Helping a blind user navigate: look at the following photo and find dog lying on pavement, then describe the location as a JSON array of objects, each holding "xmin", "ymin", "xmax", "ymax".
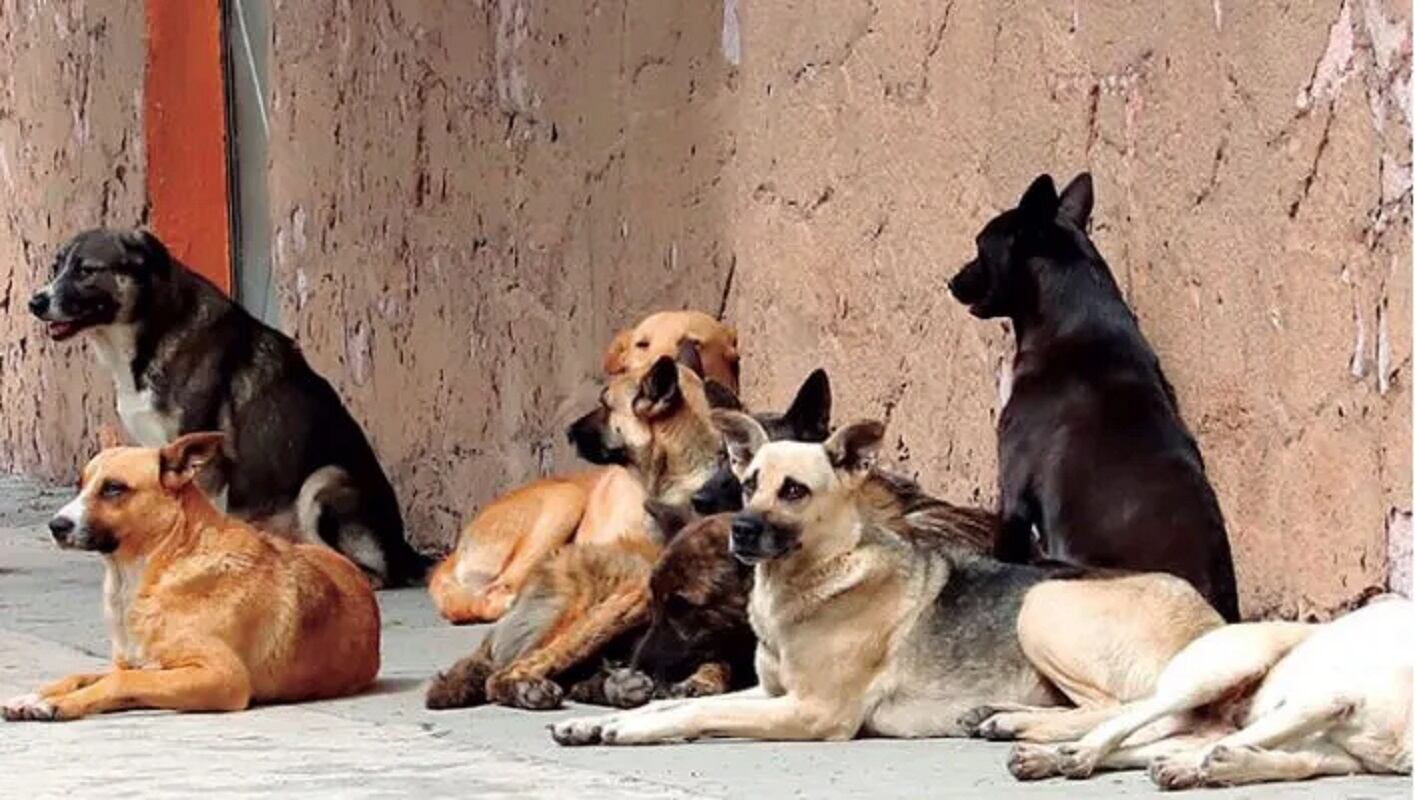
[
  {"xmin": 550, "ymin": 412, "xmax": 1221, "ymax": 745},
  {"xmin": 3, "ymin": 433, "xmax": 379, "ymax": 721},
  {"xmin": 30, "ymin": 229, "xmax": 429, "ymax": 586},
  {"xmin": 948, "ymin": 174, "xmax": 1238, "ymax": 622},
  {"xmin": 1009, "ymin": 598, "xmax": 1415, "ymax": 789}
]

========================

What the task requires
Rewrite the entries above, replacing "pavement" with "sidewalk" and leaving everything else unchanged. Omit the pictures.

Written reply
Helping a blind user navigate: look at the following photo and find dog lying on sidewalk, then describe the location as a JSON array of objects, each holding "xmin", "ymin", "xmax", "ymax".
[
  {"xmin": 550, "ymin": 412, "xmax": 1221, "ymax": 745},
  {"xmin": 3, "ymin": 433, "xmax": 379, "ymax": 721},
  {"xmin": 30, "ymin": 229, "xmax": 429, "ymax": 586},
  {"xmin": 948, "ymin": 174, "xmax": 1238, "ymax": 622},
  {"xmin": 1009, "ymin": 598, "xmax": 1415, "ymax": 789}
]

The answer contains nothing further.